* _Task description_:
Return the whole listing, keeping every character the same.

=== Material provided ===

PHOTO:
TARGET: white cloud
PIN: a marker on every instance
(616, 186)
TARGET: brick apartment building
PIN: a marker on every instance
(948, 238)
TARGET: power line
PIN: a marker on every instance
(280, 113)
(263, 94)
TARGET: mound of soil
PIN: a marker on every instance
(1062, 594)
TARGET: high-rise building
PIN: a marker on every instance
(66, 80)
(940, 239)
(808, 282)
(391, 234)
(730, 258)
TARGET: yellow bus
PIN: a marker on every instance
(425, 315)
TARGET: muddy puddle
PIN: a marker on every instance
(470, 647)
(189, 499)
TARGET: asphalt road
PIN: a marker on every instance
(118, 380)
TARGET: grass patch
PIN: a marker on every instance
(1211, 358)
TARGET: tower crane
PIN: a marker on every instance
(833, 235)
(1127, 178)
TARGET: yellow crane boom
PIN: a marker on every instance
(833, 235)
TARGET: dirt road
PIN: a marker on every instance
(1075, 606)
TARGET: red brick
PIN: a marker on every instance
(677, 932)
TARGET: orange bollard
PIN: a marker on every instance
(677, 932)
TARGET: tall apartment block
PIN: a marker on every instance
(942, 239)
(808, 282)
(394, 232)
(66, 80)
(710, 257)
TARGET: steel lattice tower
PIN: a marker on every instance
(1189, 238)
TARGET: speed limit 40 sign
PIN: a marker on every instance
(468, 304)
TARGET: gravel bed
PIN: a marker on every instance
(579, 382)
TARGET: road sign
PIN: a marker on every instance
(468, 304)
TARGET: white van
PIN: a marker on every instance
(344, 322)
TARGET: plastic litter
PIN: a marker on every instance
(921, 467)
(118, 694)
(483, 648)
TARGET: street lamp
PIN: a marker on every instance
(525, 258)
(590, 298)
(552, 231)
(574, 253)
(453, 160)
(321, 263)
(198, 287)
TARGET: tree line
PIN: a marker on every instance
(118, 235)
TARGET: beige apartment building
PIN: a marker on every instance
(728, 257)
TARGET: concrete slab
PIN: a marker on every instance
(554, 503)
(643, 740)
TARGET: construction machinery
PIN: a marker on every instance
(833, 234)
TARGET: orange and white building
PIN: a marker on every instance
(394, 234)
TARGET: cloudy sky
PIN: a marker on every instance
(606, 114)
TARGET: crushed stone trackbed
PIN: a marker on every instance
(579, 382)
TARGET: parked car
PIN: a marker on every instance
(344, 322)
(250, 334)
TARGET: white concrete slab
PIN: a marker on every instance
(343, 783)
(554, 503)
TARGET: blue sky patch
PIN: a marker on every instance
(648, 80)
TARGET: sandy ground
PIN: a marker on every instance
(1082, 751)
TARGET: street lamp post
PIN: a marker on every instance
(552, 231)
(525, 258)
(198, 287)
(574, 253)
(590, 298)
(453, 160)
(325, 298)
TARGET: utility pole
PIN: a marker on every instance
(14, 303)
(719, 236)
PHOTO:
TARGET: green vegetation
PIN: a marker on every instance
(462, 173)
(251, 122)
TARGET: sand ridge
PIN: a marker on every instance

===

* _Task result_:
PHOTO:
TARGET: white cloud
PIN: a marker on every instance
(616, 186)
TARGET: brick apartment building
PIN: a marker on every instance
(948, 238)
TARGET: power line
PIN: a marker on every instance
(280, 113)
(263, 94)
TARGET: mound of soil
PIN: a marker on every instance
(1062, 594)
TARGET: high-rise building
PIN: a marker on every instance
(66, 80)
(940, 239)
(808, 282)
(391, 234)
(730, 258)
TARGET: yellow bus
PIN: a marker on every instance
(425, 315)
TARGET: muddy puddle
PIN: a marker on every instance
(470, 647)
(189, 499)
TARGET: asphalt road
PIN: a marker on every instance
(118, 380)
TARGET: grass patch
PIN: a marker on every instance
(1211, 358)
TARGET: tower crane
PIN: a marker on every instance
(833, 235)
(1127, 178)
TARGET: yellow crane boom
PIN: a marker on every instance
(833, 235)
TARGET: dirt road
PIN: a marker on every instance
(1075, 606)
TARGET: red brick
PIN: a marker on every instance
(677, 932)
TARGET: orange bollard
PIN: a marker on every instance
(677, 932)
TARGET: tall apartment block
PIN: a marker on every instance
(942, 239)
(808, 282)
(394, 232)
(66, 80)
(710, 257)
TARGET: steel lattice tower
PIN: a marker on every instance
(1189, 238)
TARGET: speed limit 40 sign
PIN: a marker on every instance
(468, 304)
TARGET: gravel bed
PIN: a marker on every instance
(579, 382)
TARGET: road sign
PIN: a marker on every instance
(468, 304)
TARGET: white van
PIN: a marker on every instance
(344, 322)
TARGET: plastic litter
PIN: a marker on every instance
(921, 467)
(118, 694)
(483, 648)
TARGET: street lamp
PIN: a marker on every instance
(525, 258)
(590, 298)
(552, 231)
(574, 253)
(453, 160)
(321, 263)
(198, 287)
TARGET: tree line
PIN: a marker on every instance
(118, 235)
TARGET: beige apartment building
PIN: a marker on every instance
(728, 257)
TARGET: concrete slab
PIN: a marker on every instance
(554, 503)
(643, 740)
TARGET: construction machinery
PIN: a marker on every instance
(833, 234)
TARGET: orange and white building
PIN: a marker on every instance
(394, 234)
TARGET: cloudy sky
PIN: a marker on every instance
(606, 114)
TARGET: crushed stone trackbed
PIN: a marker on every instance
(579, 382)
TARGET: parked car
PIN: a marker on every instance
(344, 322)
(250, 334)
TARGET: white concrete slab
PIN: a marker on every instance
(343, 783)
(554, 503)
TARGET: blue sky patch
PIN: a marker on every instance
(648, 80)
TARGET: sandy ground
PIN: a marker on every instance
(1082, 751)
TARGET: street lamp post
PIN: a marker on every instance
(552, 231)
(525, 258)
(198, 287)
(574, 253)
(590, 298)
(453, 160)
(325, 298)
TARGET: utility pole
PIN: a marker on every instance
(14, 303)
(719, 236)
PHOTO:
TARGET: green vegetation
PIN: a marker on every instance
(462, 173)
(251, 122)
TARGET: sand ridge
PIN: a marker on every instance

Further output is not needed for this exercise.